Top of Extract

Even Draw

According to Korean teachers, two three Korean school teachers are in the hospital today after a two week hunger strike of just water and salt.  These strikes were to protest the firing of over 80 teachers last year – all union leaders who dared to speak out on the union’s position against the government’s anti collective bargaining stance.  Being an active union member these days is a significant commitment, and no small consideration.

It seems the teachers union got into hot water last year when they attempted to encourage students and their parents to not participate in national testing. While there is some media attention in worldwide education circles, the hunger strikes and firings have gotten very little press in the Korean media, due to self-censorship.

How many administrations does it take before the legacy of dictatorships goes away?  Before people can really feel free to exercise their rights?  Korea appears to be a democracy, but people still feel oppressed, and as the above example shows, for good reason.  I wonder how much is centuries old internalized cultural repression and how much of it is actually institutionalized?

I wrote elsewhere last week, responding to someone asking, would you rather have not been adopted?  In reference to the country I was sent to and the country of my birth, I told them it was an even draw.  I am spoiled with the liberties afforded me by my adoptive country and can’t come here and fully embrace the repression of this country.  I am spoiled now by the knowledge of having a cultural history and way of life so I can never go back to being the white person I imagined hoped myself to be in the country I was sent to.

6 thoughts on “Even Draw

  1. That is an amazing thing. To be pulled on by so many strong forces at once.

    I was thinking about what I have learned about Korean culture from you and your peers while hanging out with my seven year old the other day. He is still young to be understanding all of these things, but I do believe he knows enough to grasp the idea of different cultures.

    And I said to him that I don’t know if he could ever be a part of what is Korean culture, but he certainly will be a part of what it will become when he becomes a man. That left him a little confused, but he will figure it out.

  2. I think it is different here for those that have found their families. For the rest of us, I’m not sure Korea can give us much after all this time and distance.

    Bittersweet. Mostly bitter.

  3. Oh, I worry so much about that. I am fairly surprised at how much it gets to me when I realize what their chances are. Damn, I’m glad it hurts me instead them yet, but that’s only because I know how much it will hurt them.

Bottom of Extract
Top of Given data

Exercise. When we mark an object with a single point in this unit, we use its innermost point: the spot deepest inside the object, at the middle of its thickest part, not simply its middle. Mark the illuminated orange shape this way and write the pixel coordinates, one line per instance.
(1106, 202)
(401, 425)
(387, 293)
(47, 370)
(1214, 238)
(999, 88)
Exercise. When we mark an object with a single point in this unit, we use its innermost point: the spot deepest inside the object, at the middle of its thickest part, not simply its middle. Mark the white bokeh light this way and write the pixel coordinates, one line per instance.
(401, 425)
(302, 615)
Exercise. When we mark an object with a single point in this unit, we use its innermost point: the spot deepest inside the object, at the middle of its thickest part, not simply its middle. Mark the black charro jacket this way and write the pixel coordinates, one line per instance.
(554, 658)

Bottom of Given data

- _Exercise 1_: In the blog post, substitute "eight year old" for "seven year old" in the passage starting with "I was thinking" and going on through "figure it out.".
- _Exercise 2_: Proceed with the blog post, picking up right after its last sentence.
These records were drawn from a different source than the blog post.

- _Task result 1_:
I was thinking about what I have learned about Korean culture from you and your peers while hanging out with my eight year old the other day. He is still young to be understanding all of these things, but I do believe he knows enough to grasp the idea of different cultures.

    And I said to him that I don’t know if he could ever be a part of what is Korean culture, but he certainly will be a part of what it will become when he becomes a man. That left him a little confused, but he will figure it out.

- _Task result 2_:
  4. Aren’t emotions fun?

    Sorry to comment again, but this reminded me of a dream I have.

    My seven year old’s mother was 17 when he was born. And he was born at his grandmother’s house. So far as we know. I imagine she is probably about my age.

    And I dream of him dragging a heavy backpack of clothes to her door, to spend time with her. Maybe over Summers when he’s out of school. Or for some major holiday or other.

    And as time goes by I become more willing to break their stupid rules and actually make it possible for him to feel that love before it is too late. And to build those memories in the place where his existence began.

  5. If you go to the facebook group, Korean Adoptees for Fair Records Access, and then you scroll down to the photos, there are two photos posted by a mom who searched for his son’s family.

    The mother was MIA, as she put it, but the boy got to meet his halmoni and half brother. The look of peace and happiness on the boy’s face is priceless.

    If you can do this – it would be the greatest gift…

  6. Thanks for that bit of hope. I will certainly try.

    I was just reading last night how I am supposed to believe that contact for them should wait until they are adults. That they simply cannot process having family be as complex as ours is.

    I went through a lot of upheaval myself as a child and I know from that what works and what doesn’t. And any connection one can have to the people they are a part of is always a good thing.

    I think the problem for some APs is they feel threatened. They feel as if they are giving up their family for someone else. Whereas I believe that their family back in Korea IS their family. My job is to support that. I don’t lose anything if my children are happy. Possession is not the rule here. Connections are.